Stored rows:

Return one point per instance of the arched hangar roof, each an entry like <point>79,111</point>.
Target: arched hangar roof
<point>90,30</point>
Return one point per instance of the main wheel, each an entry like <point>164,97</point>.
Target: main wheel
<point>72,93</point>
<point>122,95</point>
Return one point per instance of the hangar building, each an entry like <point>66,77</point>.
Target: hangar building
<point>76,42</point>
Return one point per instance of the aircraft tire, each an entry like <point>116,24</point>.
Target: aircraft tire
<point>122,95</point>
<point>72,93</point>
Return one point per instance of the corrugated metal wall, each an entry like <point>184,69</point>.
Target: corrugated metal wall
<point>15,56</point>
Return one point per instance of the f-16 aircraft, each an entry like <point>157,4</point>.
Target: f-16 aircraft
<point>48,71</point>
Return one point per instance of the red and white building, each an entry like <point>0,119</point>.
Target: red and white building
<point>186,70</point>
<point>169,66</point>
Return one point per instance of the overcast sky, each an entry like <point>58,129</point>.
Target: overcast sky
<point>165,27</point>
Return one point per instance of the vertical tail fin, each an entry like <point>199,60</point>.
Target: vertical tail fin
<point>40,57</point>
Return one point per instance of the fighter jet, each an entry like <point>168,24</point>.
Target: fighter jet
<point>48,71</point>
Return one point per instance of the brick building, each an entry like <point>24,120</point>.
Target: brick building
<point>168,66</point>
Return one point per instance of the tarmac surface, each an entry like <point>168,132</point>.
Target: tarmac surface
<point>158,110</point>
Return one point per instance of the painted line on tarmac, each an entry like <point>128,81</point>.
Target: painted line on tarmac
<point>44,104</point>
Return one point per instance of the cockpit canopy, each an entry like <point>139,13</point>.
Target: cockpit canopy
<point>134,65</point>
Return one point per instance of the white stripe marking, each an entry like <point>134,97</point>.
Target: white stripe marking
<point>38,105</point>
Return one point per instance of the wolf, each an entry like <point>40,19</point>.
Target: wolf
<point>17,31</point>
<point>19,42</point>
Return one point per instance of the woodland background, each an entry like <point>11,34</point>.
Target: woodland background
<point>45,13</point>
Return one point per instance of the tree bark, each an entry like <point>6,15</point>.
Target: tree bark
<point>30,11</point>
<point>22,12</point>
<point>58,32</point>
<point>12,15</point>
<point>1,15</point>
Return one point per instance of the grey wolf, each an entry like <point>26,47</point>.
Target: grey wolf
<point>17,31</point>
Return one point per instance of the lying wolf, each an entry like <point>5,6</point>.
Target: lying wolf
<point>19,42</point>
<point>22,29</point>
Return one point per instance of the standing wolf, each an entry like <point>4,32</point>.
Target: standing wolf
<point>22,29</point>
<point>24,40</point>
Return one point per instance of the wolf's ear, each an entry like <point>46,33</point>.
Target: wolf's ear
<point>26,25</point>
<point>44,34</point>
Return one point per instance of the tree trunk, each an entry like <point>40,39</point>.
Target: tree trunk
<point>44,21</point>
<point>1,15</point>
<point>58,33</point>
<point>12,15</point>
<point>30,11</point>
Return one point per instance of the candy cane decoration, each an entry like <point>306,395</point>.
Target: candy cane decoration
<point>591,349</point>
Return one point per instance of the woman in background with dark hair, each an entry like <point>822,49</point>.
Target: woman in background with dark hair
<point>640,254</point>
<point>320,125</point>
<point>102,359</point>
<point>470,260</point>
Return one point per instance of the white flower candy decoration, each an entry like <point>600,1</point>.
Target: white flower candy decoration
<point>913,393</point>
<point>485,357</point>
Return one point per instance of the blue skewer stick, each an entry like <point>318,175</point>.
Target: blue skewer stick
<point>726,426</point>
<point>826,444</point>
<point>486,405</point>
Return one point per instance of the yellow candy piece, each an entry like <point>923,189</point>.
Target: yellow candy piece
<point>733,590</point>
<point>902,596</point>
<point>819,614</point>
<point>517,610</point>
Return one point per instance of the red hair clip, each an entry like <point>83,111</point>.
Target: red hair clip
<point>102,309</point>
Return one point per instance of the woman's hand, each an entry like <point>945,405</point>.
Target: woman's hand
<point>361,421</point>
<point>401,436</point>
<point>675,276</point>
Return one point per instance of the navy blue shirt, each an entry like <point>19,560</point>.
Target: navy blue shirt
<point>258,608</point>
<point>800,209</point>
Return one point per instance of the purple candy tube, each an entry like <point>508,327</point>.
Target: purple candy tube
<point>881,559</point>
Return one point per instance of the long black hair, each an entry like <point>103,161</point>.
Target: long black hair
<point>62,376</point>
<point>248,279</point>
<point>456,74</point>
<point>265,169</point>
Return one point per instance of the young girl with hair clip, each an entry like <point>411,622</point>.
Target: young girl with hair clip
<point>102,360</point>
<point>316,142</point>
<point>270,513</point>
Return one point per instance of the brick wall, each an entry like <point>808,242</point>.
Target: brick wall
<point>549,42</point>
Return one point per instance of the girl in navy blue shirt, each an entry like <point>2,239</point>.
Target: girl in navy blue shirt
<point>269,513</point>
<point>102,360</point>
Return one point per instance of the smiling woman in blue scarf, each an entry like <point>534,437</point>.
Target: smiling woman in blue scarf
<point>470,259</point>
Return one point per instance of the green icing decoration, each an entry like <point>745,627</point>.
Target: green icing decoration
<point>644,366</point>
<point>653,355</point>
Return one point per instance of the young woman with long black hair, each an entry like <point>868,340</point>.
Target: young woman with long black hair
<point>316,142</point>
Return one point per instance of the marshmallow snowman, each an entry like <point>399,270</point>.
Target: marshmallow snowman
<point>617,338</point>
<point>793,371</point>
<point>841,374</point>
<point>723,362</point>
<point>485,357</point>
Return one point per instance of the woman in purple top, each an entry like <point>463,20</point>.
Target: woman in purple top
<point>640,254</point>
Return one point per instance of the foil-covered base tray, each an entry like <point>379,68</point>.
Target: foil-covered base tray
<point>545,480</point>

Work required:
Rewrite the rows starting at the line containing "Return one point per instance of the green" and ending at the last line of the rows, requests included, multiplying every point coordinate in the answers by 1.55 and rounding to whole numbers with halves rounded up. Leave the requests and their sample coordinates unchanged.

Task response:
Return one point per instance of the green icing decoration, each an entry like <point>745,627</point>.
Target: green icing decoration
<point>998,567</point>
<point>1012,550</point>
Return one point per instance of the young woman with long black hair, each an entry like <point>868,340</point>.
Target: young woman with long black hair
<point>490,220</point>
Return one point per instance of the marshmallow snowman, each an entry like <point>399,270</point>.
Target: marshmallow snowman
<point>956,524</point>
<point>1229,575</point>
<point>1304,580</point>
<point>1121,561</point>
<point>752,553</point>
Return one point per instance of the woman in purple top, each an entry like <point>463,20</point>.
Target: woman in purple top
<point>992,394</point>
Return one point per instance of the foil-covered base tray, each an entry like <point>379,68</point>.
Target: foil-covered base tray
<point>845,744</point>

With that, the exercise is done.